» **Exercise brief**
Give the data again exactly as written, skipping any pictures.

Data items:
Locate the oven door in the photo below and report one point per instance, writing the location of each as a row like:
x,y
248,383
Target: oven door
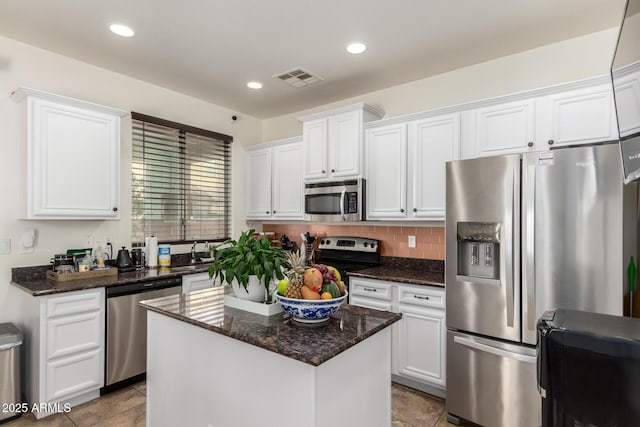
x,y
334,202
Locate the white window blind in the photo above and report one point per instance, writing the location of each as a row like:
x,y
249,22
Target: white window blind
x,y
181,182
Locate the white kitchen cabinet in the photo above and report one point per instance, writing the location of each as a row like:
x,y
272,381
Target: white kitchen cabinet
x,y
432,143
333,141
500,129
196,282
64,349
386,154
418,340
578,116
406,167
557,118
274,180
421,334
71,153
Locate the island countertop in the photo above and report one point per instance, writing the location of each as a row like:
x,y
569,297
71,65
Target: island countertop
x,y
311,344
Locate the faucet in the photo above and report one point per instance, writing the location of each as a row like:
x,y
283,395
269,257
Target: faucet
x,y
193,253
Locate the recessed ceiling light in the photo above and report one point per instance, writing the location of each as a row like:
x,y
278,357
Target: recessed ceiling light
x,y
121,30
356,48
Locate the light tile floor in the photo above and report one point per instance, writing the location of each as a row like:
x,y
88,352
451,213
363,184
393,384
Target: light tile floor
x,y
126,408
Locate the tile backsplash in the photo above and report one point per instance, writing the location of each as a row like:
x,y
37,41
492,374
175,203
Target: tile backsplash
x,y
429,240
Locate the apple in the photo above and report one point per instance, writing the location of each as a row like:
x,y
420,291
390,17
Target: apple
x,y
282,286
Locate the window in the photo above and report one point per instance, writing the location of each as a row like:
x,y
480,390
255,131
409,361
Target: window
x,y
181,181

» **Answer below**
Locate the oven door in the photo below and report one point per instance, writing the location of each as a row like:
x,y
248,383
Target: oven door
x,y
334,202
Locate the white window blind in the photo above and report one point per instance, writing the location of each as a row like:
x,y
249,22
Target: white window blind
x,y
181,182
Locate the white kitchen cabinet in the photo above and report one point per instance, writing the location of each as a row like:
x,y
272,381
Target: white kitchen cabinet
x,y
432,143
333,141
500,129
196,282
64,349
386,154
418,340
578,116
406,167
557,118
274,180
421,334
71,153
Locate the island countertop in the photo above and report one point per instance, writing the location of each as a row like:
x,y
569,297
71,65
Target: island countertop
x,y
311,344
Locate the faucet in the photo above and report one point per instance, writing the location of each as a row like:
x,y
283,395
269,257
Target: faucet
x,y
193,253
Locate the recessed ceiling light in the photo above and report one point per instance, writing the location of each as a row like:
x,y
278,357
Target: recessed ceiling light
x,y
121,30
356,48
Locate the light tile floor in the photo above and report one point per instance, writing the location of each as a row like:
x,y
88,352
451,213
363,184
393,384
Target: light tile floor
x,y
126,408
Locate the tile backsplash in the photo above and report one point per instance, writing the location of each as a row like:
x,y
37,41
492,374
175,203
Target: tile backsplash
x,y
429,240
Locate the apple in the photo above and report one point per instance, writing the location of each as a row like:
x,y
420,291
390,17
Target: apple
x,y
282,286
Locate the window in the photo above and report one point per instance, writing the location of each as a row like:
x,y
480,390
255,131
409,361
Target: window
x,y
181,181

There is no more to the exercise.